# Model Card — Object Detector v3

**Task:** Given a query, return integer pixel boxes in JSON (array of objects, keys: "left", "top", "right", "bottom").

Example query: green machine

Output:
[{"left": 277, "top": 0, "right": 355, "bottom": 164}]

□ □ □ □

### WHAT THE EXERCISE ASKS:
Write out the full listing without altering anything.

### TASK ANSWER:
# Model Card — Object Detector v3

**Task:** Given a query, return integer pixel boxes in JSON (array of objects, keys: "left", "top", "right", "bottom").

Example query: green machine

Output:
[{"left": 277, "top": 0, "right": 355, "bottom": 164}]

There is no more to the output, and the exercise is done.